[Start Provided entries]

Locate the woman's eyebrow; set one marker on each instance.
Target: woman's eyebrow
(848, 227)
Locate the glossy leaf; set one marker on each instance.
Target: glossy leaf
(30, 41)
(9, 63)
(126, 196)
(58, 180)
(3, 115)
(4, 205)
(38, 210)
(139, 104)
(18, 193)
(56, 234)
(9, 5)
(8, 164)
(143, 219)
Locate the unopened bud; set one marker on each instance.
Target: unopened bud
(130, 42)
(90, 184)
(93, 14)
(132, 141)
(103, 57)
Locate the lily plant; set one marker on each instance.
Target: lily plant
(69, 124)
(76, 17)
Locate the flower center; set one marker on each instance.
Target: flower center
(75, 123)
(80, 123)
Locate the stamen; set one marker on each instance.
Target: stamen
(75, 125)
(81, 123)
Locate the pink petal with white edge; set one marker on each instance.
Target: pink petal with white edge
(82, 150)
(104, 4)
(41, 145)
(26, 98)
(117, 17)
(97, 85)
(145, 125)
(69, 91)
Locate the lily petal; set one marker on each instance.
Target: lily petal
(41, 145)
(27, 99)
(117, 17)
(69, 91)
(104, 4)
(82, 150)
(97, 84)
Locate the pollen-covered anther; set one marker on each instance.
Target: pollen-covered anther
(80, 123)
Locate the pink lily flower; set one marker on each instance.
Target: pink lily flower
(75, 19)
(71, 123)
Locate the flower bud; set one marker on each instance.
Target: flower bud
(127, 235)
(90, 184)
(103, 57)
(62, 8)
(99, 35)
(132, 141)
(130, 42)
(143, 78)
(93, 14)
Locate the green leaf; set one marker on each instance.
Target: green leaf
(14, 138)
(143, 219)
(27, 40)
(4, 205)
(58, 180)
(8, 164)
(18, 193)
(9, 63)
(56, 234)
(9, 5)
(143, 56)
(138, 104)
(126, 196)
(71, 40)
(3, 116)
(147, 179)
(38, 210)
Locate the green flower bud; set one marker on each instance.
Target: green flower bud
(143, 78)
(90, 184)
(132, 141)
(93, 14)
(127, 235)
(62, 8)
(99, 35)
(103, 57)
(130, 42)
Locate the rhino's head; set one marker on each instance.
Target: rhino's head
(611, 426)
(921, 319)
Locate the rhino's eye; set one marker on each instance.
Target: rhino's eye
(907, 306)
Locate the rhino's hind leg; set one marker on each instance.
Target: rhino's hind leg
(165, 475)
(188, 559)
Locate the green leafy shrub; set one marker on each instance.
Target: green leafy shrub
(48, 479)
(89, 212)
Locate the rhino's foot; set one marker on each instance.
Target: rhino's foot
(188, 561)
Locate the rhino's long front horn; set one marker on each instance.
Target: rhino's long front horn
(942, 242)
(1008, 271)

[End Provided entries]

Task prompt »
Can you rewrite the rows starting with the line containing "Locate the rhino's foot;" and going on through the end of the rows, renaming "rhino's" to "rhinoceros's" and leaving everything else unchanged?

Result »
Locate the rhinoceros's foot; set one marker on each instance.
Target: rhinoceros's foot
(188, 561)
Locate the rhinoceros's long front horn; set one marker on each instance.
Target: rhinoceros's long front horn
(942, 242)
(1008, 271)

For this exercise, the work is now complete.